# [GIVEN TASK]
Output, verbatim, the lines of the listing that begin with the line containing "line as [87,56]." and run through the last line of the listing, including both ends.

# [DATA PROVIDED]
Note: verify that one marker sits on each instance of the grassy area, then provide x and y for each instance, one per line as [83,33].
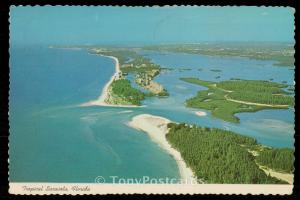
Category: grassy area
[132,62]
[218,156]
[282,53]
[226,98]
[121,92]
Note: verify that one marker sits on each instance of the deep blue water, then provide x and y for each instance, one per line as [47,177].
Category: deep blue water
[52,139]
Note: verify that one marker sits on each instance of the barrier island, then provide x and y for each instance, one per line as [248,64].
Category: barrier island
[144,71]
[220,156]
[226,98]
[211,155]
[281,53]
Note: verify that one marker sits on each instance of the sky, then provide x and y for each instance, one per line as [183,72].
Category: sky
[75,25]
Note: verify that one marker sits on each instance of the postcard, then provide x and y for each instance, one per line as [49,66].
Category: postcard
[151,100]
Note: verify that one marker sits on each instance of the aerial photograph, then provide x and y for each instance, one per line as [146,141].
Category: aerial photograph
[173,94]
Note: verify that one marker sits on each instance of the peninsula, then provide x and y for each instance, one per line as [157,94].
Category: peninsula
[212,155]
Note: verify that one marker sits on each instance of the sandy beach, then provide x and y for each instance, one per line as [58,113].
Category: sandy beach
[104,94]
[156,128]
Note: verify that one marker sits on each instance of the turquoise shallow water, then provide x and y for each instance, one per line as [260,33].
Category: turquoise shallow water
[54,140]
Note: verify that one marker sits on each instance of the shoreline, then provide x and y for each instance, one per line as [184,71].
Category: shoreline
[200,113]
[104,94]
[156,128]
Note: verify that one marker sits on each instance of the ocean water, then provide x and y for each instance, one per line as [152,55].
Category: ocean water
[52,139]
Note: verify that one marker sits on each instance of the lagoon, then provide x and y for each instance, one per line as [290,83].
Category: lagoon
[52,139]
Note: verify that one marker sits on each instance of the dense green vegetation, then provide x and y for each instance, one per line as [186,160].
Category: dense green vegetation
[277,159]
[226,98]
[123,93]
[282,53]
[132,62]
[217,156]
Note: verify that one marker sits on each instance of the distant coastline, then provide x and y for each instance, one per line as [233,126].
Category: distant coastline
[105,91]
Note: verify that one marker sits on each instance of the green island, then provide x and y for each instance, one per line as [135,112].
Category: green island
[282,53]
[121,92]
[226,98]
[220,156]
[144,72]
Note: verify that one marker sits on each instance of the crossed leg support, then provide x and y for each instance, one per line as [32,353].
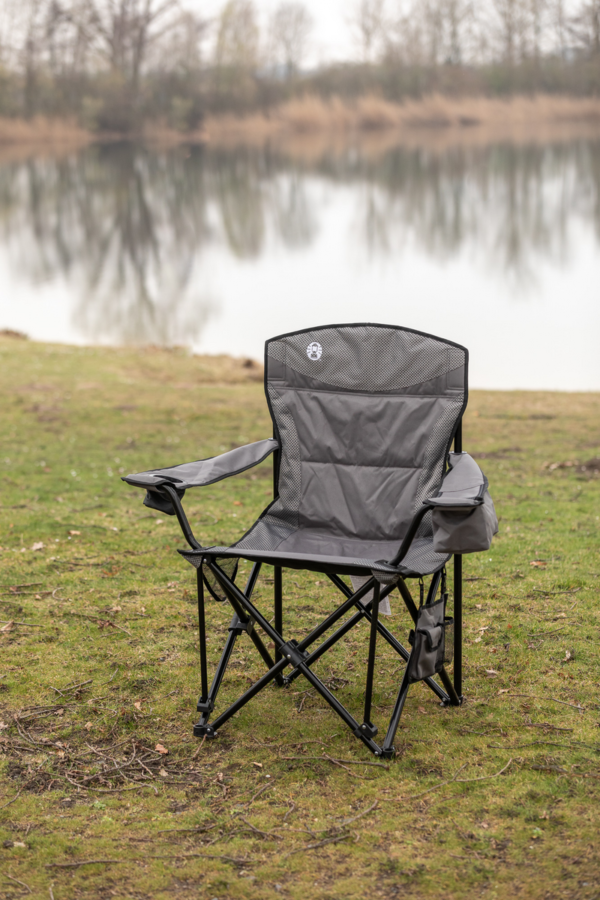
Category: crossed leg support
[295,654]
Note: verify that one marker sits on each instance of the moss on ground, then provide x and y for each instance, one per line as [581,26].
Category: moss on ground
[99,665]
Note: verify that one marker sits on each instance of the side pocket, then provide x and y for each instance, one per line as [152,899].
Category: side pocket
[428,642]
[464,531]
[229,567]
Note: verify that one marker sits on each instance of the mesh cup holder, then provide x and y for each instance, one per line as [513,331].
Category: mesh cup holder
[449,640]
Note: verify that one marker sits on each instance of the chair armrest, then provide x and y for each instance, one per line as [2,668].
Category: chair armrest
[205,471]
[463,486]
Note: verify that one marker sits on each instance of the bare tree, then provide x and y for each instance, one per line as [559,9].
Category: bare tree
[123,32]
[289,34]
[510,27]
[585,27]
[368,22]
[237,45]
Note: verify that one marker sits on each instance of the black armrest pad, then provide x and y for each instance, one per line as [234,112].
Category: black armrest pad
[463,485]
[205,471]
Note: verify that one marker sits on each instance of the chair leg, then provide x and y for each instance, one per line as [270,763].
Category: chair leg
[458,626]
[278,603]
[387,750]
[206,705]
[202,637]
[383,631]
[372,651]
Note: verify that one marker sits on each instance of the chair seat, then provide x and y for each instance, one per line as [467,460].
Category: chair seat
[272,541]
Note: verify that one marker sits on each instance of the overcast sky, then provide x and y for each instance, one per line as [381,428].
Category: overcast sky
[332,36]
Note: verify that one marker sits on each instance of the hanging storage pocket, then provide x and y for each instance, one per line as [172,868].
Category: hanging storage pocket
[464,530]
[428,642]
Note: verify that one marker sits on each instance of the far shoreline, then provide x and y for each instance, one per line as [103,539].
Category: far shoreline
[369,119]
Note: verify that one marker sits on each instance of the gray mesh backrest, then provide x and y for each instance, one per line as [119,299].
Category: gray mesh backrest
[364,415]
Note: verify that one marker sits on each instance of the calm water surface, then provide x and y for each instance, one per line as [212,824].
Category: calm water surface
[496,248]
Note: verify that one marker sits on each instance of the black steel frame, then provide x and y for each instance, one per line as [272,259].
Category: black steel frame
[295,654]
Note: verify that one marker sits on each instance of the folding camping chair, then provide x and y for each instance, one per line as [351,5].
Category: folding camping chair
[365,486]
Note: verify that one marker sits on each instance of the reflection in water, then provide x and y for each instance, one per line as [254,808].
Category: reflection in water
[130,228]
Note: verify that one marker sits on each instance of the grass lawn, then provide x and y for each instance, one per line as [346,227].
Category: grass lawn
[99,663]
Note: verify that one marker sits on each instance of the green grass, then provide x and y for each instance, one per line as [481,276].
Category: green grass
[73,419]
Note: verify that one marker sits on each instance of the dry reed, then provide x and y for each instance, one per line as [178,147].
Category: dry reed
[313,115]
[42,131]
[311,123]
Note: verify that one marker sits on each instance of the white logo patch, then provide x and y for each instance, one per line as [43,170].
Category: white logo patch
[314,351]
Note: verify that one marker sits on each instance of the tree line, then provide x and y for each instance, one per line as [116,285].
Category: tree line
[113,64]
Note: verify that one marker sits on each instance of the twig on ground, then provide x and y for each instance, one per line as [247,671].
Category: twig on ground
[84,862]
[441,783]
[330,759]
[456,780]
[26,584]
[97,619]
[258,793]
[102,683]
[13,799]
[197,830]
[538,591]
[334,840]
[22,883]
[365,812]
[541,699]
[73,687]
[290,810]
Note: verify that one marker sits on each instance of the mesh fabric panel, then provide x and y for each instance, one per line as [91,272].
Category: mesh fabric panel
[363,357]
[364,415]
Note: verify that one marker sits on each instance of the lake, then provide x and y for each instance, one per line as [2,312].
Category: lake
[495,247]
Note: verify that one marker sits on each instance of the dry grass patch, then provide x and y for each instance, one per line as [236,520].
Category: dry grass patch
[99,665]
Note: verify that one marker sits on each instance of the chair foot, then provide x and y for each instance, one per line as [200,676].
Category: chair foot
[448,702]
[201,730]
[366,730]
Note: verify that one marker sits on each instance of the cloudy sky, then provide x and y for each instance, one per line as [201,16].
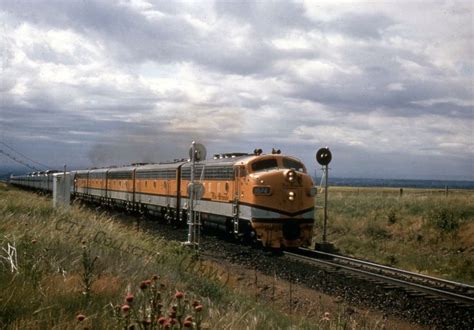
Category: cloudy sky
[388,86]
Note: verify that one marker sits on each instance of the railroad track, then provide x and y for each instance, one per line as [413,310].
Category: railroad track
[414,284]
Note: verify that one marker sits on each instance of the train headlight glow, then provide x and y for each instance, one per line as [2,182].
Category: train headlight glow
[291,176]
[262,190]
[291,196]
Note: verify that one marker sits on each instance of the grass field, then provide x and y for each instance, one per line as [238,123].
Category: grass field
[420,230]
[77,269]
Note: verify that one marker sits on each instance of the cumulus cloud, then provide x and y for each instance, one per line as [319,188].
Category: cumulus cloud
[101,82]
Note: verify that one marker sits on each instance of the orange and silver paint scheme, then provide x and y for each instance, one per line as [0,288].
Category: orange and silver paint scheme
[269,197]
[281,200]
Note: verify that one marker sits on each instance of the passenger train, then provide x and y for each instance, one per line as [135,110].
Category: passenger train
[267,197]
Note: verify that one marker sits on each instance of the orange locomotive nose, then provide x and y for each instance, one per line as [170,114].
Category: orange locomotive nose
[286,211]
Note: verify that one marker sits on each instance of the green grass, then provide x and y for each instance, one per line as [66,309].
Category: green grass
[76,261]
[422,230]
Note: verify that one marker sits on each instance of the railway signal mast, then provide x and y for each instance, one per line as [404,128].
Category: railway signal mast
[197,152]
[323,157]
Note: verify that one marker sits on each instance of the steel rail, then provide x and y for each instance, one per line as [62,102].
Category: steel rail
[429,290]
[425,278]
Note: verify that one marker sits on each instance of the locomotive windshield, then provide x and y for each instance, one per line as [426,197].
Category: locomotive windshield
[293,164]
[264,164]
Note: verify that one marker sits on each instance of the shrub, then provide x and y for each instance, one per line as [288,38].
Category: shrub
[445,218]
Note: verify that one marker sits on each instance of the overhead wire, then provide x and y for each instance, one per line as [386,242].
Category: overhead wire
[24,156]
[18,160]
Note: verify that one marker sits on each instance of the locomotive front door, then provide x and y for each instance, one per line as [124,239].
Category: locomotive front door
[235,201]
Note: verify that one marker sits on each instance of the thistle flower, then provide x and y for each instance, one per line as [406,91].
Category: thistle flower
[326,317]
[161,320]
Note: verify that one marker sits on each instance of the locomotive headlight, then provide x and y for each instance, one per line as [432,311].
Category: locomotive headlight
[262,191]
[291,195]
[291,175]
[313,191]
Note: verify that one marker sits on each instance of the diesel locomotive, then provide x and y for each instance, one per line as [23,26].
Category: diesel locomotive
[265,197]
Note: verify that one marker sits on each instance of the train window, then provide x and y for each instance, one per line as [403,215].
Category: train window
[293,164]
[265,164]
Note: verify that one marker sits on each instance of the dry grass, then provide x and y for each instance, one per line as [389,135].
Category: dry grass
[421,230]
[60,251]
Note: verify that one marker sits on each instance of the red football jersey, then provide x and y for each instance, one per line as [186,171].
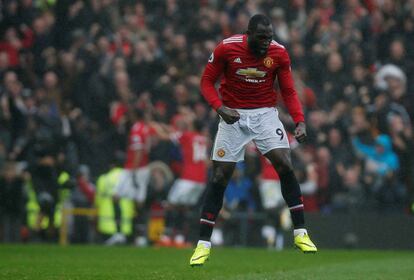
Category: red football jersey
[194,150]
[139,139]
[248,81]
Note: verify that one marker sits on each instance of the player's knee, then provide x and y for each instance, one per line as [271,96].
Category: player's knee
[285,166]
[219,179]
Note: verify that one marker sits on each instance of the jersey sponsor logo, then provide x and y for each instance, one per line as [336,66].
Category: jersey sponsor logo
[268,62]
[237,60]
[211,58]
[221,153]
[251,73]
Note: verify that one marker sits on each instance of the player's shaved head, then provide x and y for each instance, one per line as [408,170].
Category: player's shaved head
[256,20]
[260,33]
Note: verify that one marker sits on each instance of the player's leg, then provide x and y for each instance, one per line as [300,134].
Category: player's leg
[222,172]
[272,142]
[228,149]
[281,161]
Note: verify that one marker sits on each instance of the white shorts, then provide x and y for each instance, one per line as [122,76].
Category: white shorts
[271,194]
[262,126]
[185,192]
[126,188]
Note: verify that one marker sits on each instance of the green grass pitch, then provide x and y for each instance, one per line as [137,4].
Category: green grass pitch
[98,262]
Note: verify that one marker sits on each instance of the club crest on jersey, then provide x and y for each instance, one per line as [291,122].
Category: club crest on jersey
[221,153]
[268,62]
[211,58]
[251,73]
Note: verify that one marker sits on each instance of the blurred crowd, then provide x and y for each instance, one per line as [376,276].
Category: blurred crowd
[73,71]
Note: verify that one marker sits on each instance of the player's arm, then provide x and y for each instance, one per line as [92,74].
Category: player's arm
[137,146]
[290,97]
[212,72]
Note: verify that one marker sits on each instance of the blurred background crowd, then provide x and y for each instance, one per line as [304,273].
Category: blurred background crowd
[73,71]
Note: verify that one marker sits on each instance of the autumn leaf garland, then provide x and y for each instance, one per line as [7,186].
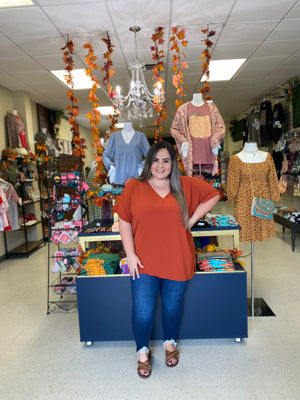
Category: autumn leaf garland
[157,56]
[177,40]
[78,143]
[205,58]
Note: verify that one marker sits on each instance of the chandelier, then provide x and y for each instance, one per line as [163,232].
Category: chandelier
[139,102]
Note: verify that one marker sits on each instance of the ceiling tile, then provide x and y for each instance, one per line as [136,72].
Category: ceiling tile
[265,63]
[41,45]
[25,21]
[247,32]
[88,18]
[57,63]
[28,64]
[237,50]
[283,47]
[251,75]
[195,13]
[286,30]
[256,10]
[9,49]
[146,14]
[295,12]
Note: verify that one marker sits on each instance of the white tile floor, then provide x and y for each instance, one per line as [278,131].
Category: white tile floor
[42,358]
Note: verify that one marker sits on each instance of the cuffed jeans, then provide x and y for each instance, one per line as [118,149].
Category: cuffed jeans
[144,294]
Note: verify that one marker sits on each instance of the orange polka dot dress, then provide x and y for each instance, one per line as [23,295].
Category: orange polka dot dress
[239,192]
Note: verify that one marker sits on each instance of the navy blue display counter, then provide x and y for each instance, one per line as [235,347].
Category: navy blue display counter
[215,306]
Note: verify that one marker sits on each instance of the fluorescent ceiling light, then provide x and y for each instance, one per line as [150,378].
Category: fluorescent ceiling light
[15,3]
[223,70]
[108,110]
[80,79]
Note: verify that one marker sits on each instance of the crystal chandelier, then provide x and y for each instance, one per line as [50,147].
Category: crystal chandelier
[139,101]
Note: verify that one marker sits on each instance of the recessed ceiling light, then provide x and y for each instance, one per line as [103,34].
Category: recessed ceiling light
[223,70]
[106,110]
[80,79]
[15,3]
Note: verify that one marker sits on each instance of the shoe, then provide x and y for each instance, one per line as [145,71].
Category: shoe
[172,355]
[144,366]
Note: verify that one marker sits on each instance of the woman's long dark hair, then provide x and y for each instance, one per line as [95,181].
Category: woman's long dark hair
[176,188]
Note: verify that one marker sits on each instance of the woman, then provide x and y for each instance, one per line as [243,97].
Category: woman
[156,212]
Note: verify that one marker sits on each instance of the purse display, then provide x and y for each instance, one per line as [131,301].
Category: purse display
[262,208]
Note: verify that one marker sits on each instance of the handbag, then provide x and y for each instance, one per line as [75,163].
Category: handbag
[260,207]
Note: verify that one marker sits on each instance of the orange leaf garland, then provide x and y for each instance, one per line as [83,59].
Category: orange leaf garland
[178,40]
[158,55]
[94,116]
[78,143]
[205,58]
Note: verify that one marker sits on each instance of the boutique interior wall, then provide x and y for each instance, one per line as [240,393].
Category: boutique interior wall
[277,95]
[27,110]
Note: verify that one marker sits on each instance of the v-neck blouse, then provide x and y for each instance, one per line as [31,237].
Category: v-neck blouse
[166,249]
[125,157]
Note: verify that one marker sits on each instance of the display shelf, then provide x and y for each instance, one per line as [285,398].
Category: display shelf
[26,248]
[215,304]
[285,223]
[26,186]
[58,291]
[232,231]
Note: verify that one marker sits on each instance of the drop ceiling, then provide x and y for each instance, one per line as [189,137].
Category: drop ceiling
[266,33]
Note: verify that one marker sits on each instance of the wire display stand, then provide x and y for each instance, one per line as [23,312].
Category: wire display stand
[66,208]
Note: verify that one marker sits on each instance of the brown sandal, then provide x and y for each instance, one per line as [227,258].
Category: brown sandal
[144,366]
[172,355]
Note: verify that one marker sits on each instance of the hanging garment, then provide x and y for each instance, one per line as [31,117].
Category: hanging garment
[278,117]
[239,192]
[239,130]
[16,131]
[203,129]
[253,127]
[265,122]
[5,225]
[125,157]
[12,199]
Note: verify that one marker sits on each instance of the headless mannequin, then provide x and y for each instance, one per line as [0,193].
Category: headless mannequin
[196,101]
[251,154]
[127,132]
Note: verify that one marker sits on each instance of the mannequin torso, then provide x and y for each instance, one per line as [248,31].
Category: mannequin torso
[250,154]
[127,132]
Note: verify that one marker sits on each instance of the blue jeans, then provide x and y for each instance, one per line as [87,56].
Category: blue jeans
[144,294]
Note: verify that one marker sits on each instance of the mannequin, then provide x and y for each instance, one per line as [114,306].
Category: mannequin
[124,153]
[197,100]
[16,130]
[127,132]
[252,173]
[198,130]
[251,154]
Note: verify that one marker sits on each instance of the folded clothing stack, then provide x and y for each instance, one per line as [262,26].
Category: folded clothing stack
[294,217]
[111,262]
[221,220]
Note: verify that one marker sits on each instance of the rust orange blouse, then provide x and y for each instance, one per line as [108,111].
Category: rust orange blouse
[166,249]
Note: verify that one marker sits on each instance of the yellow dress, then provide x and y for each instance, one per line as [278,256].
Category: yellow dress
[239,192]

# [THE COMPLETED TASK]
Note: verify that one marker sits on each instance of the blue jeans, then provide x and y for each instance, one per line as [87,56].
Category: blue jeans
[144,294]
Note: verify that one marker sits on each instance of the mannequin, then provide x and y for each instance, one per line as [114,306].
Category: mannequin
[124,153]
[197,100]
[16,130]
[127,132]
[252,173]
[198,130]
[251,154]
Note: verify that one marker sits on each instance of the folded clothing stack, then provide x and y for each instance, one per line as [262,26].
Category: folded clothing stack
[294,217]
[111,262]
[221,220]
Note: verify that one marker sits on each instance of the rust orange blouse, then provide x and y for each instance, one per line as [108,111].
Category: rust orange blouse
[166,249]
Note: verify that one marker sits on each instance of the yellow dress, then provide x and y for each instance, one per line as [278,256].
Category: yellow dress
[239,192]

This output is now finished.